■ **Assignment**
Starting from the line that holds "where the ground", print each remaining line of the entries exactly, ending with the last.

[Spatial localization data]
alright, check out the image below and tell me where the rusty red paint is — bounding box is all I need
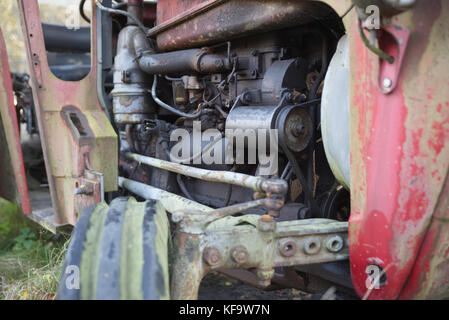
[428,113,449,156]
[349,0,449,299]
[0,28,31,214]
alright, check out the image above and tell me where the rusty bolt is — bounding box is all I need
[261,214,274,223]
[279,240,297,257]
[231,246,249,265]
[303,238,321,255]
[256,269,275,287]
[203,247,222,266]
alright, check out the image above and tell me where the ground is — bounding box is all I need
[199,273,310,300]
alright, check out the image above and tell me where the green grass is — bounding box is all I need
[0,198,69,300]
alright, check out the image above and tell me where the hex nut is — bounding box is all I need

■ **Response**
alright, check out the image above and tell me where the ground is — bounding box is all I need
[199,273,310,300]
alright, check out the image above and tell me where the green grass is — bounding box is all I need
[0,198,69,300]
alright, check out the image above and tell me where the hex nut is — bounding box is all I need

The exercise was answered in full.